My first time stepping onto African soil was two summers and 7 months ago, and the memory still comes back like sweet music and a rainstorm.


I remember the smiling faces, the fish stands built up from harvested planks and perched outside the mud-caked villages. I remember children laughing and the way it sounded ringing off the hot tin roofs there. Reality and dream, swirling together as we tried to sort out how Africa would fit into God’s plans for our lives.


I remember the question no one asked when I first got to Africa. No one asked who I was.


Within days of stepping foot onto the cracked orange earth, I’d met over a hundred wide smiles and open hands, and nobody asked me about what I did or how I defined myself.


I was a little offended at first. I figured I was a pretty interesting person. No one seemed to care though. They told me in broken English that they liked my smile, and they told me to learn French faster. And they gave me stuff. Waxed African fabrics, home-cooked meals. The kids drew stick-figures of how they saw me. It all seemed strange–they didn’t even know me.

TASK A:
Please repeat the entries below, from the line with "Task: point out the distant" up to and including the line with "point(74, 59)".

GIVEN RECORDS:
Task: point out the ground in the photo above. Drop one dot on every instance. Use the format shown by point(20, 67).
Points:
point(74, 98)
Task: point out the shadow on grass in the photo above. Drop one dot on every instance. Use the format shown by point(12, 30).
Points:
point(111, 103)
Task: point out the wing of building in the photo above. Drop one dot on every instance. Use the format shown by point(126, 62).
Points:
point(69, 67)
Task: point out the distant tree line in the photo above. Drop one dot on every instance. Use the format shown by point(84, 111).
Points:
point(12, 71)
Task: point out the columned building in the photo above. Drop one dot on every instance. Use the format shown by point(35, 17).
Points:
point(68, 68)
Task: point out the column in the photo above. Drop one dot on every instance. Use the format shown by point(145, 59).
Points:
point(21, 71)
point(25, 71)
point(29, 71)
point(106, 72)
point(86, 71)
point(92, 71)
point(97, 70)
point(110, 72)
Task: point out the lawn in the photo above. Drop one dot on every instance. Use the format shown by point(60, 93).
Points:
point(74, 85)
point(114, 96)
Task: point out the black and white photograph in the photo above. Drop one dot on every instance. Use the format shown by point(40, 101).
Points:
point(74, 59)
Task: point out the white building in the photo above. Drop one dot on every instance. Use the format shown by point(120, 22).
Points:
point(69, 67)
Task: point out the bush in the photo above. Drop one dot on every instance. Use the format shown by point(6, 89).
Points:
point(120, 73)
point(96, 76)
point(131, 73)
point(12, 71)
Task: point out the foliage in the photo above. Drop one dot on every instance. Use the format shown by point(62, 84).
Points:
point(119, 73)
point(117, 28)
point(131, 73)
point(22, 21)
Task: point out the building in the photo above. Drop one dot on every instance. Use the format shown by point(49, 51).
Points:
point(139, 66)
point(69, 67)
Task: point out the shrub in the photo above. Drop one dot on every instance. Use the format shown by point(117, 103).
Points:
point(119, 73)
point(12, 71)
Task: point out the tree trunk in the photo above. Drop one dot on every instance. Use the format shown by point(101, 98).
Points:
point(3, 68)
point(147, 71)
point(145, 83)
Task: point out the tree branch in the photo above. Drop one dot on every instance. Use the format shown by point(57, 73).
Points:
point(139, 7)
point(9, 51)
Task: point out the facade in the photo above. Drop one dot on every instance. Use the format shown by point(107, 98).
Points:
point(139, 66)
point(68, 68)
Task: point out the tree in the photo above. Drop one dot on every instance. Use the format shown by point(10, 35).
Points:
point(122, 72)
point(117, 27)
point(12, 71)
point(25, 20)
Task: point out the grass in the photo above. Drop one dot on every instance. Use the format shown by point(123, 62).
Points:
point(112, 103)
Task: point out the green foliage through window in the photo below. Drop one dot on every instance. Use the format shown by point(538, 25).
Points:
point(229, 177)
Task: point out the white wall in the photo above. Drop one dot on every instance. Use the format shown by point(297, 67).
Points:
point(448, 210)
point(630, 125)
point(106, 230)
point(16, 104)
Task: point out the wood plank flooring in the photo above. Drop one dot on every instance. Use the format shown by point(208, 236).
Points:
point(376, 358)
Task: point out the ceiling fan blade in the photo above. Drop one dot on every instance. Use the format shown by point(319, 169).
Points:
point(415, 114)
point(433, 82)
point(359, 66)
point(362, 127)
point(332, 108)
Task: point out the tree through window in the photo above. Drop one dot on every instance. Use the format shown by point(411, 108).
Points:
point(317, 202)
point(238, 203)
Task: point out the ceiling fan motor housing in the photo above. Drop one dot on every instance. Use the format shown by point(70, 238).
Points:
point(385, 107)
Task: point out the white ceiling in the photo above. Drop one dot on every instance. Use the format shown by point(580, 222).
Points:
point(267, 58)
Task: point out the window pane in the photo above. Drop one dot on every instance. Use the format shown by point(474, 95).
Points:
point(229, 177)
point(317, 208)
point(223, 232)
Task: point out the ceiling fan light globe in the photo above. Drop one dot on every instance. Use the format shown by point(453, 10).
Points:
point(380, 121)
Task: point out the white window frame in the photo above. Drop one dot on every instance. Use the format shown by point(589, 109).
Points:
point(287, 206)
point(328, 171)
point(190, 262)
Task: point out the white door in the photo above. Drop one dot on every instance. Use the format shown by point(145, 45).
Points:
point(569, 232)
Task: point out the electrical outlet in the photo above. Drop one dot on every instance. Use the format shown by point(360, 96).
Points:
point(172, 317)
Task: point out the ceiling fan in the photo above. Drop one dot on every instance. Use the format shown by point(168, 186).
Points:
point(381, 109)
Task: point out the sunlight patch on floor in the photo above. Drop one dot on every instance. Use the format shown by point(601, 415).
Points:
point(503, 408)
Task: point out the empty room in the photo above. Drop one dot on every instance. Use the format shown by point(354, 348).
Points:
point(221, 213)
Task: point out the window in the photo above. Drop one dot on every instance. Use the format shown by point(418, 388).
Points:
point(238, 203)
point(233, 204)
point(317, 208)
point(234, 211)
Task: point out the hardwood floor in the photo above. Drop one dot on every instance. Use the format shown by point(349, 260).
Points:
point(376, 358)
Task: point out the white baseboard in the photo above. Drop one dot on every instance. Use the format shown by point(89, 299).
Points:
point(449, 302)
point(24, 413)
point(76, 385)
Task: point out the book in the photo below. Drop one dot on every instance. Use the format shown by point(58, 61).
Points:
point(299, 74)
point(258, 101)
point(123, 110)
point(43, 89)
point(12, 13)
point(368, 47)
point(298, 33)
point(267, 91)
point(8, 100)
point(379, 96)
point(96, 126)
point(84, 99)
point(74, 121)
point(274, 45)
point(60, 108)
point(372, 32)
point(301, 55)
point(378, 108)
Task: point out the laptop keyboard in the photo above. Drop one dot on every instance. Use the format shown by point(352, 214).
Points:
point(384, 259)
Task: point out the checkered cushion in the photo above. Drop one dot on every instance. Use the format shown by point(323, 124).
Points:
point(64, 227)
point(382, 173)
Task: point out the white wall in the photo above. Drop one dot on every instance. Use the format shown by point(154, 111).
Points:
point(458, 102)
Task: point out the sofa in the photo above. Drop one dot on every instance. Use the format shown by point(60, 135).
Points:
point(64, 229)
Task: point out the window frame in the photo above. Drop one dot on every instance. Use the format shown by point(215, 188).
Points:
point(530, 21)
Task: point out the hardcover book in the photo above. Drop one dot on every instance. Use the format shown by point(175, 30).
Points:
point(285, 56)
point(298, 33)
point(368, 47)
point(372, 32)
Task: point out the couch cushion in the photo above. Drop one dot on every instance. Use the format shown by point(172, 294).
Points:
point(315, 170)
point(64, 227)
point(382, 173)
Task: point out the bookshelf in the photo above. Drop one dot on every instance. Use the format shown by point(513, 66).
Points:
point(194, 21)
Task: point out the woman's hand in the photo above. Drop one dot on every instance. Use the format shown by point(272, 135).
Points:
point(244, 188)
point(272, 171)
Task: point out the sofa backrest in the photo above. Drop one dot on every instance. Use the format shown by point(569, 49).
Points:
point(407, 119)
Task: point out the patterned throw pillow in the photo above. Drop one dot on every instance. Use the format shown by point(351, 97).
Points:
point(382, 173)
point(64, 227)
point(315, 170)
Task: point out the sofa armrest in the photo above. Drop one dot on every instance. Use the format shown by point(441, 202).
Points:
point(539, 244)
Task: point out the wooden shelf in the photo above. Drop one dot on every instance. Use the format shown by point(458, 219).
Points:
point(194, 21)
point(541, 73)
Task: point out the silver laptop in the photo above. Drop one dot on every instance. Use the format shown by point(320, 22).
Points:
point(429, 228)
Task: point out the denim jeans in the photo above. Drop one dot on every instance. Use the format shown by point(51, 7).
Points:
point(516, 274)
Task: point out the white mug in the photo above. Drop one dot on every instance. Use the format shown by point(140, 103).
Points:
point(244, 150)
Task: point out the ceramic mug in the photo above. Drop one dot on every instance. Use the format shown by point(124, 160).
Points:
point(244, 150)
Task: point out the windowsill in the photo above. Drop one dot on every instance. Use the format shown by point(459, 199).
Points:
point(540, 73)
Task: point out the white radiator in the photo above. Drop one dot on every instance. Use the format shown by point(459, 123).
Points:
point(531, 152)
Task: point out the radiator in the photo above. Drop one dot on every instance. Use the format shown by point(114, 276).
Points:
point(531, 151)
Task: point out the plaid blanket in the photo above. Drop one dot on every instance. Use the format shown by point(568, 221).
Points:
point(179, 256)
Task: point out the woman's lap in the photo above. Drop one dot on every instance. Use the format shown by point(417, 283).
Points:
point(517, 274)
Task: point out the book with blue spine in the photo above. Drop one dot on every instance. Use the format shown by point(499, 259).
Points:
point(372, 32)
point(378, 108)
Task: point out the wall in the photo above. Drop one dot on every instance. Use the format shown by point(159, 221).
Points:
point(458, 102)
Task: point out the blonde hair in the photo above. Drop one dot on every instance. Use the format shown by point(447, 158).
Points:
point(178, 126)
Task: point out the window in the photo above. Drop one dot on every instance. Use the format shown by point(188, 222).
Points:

TASK B:
Carry on the passage about first arriving in Africa, picking up after its final sentence.

TASK RESPONSE A:
Task: point out the distant tree line in the photo above. Drop one dot on every instance. Use the format shown by point(84, 111).
Points:
point(12, 71)
Task: point out the columned building in the photo above. Drop one dot on every instance. Use the format shown by point(35, 17).
Points:
point(68, 68)
Task: point out the column in the photo above. Drop one dot on every instance. Use the format shown by point(145, 59).
Points:
point(21, 71)
point(25, 71)
point(29, 71)
point(106, 72)
point(86, 71)
point(92, 71)
point(97, 70)
point(110, 72)
Task: point out the lawn in the photo above. Drop one dot on every instance. Use the format shown by point(60, 93).
Points:
point(74, 85)
point(114, 96)
Task: point out the black and white photograph in the photo above. Drop one dot on every instance. Use the format shown by point(40, 101).
Points:
point(74, 59)

TASK RESPONSE B:
If you want to know the truth, people in Bingerville, West Africa barely sit around at all discussing who they are and poetry. They pray with each other and share food most the time.


BEER AND BEING KNOWN FOR SOMETHING


My friend Mary is one of the smartest people I know. She's smart for lots of reasons, but one of them is called "Ogilvy on Advertising". It's a book she told me to read one time, and I read it so that I could be more like Mary.


David Ogilvy is the Father of Advertising, and in 1963 he talked in his book about the art of using simple language. He gave an example of a beer ad that sky rocketed sales because it explained how beer was made. All beer was made the same back then, but one brand got famous just for saying what it was.


All the other beer people were probably really mad about that. They hadn't thought about just saying what they were.


ORANGE AND PURPLE AND GRAY PLANETS


Back in Africa, I was teaching a study for a group of young women, and we talked about the idea of the sheep door in John 10. This is one of the most beautiful parts of the Bible to me, a story about how lost things get found.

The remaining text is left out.